• [Instructions for the task] Report every line below that contains the word "blue", copying each one in full. Case matters.

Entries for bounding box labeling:
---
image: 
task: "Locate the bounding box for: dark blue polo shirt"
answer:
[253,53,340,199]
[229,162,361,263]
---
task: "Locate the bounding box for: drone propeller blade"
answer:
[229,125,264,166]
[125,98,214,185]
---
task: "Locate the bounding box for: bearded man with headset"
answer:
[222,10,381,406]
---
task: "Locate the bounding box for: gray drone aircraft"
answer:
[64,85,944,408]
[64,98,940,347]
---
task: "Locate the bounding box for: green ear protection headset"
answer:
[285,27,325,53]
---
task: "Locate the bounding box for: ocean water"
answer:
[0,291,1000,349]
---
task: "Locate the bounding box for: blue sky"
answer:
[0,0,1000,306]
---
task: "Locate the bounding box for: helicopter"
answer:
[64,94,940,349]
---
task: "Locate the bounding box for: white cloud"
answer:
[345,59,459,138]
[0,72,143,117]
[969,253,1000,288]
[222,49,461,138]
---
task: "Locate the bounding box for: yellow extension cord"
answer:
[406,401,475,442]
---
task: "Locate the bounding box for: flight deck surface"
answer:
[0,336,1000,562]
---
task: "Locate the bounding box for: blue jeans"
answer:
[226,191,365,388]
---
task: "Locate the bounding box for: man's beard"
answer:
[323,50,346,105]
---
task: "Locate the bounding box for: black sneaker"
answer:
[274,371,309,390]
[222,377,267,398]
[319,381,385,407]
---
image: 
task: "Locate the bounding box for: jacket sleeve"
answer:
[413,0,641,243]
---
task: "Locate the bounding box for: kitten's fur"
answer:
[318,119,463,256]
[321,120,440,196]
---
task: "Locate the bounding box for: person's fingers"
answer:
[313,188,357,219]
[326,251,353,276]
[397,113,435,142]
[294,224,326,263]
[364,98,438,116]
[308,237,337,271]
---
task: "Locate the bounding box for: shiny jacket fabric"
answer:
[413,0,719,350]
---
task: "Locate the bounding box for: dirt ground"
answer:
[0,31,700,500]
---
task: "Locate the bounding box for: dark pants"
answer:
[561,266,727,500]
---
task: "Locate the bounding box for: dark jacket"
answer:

• [Task answer]
task: "Locate the bounding box for: dark blue polo shirt"
task: "Locate the bounding box for: blue sky"
task: "Locate the bounding box for: blue jeans"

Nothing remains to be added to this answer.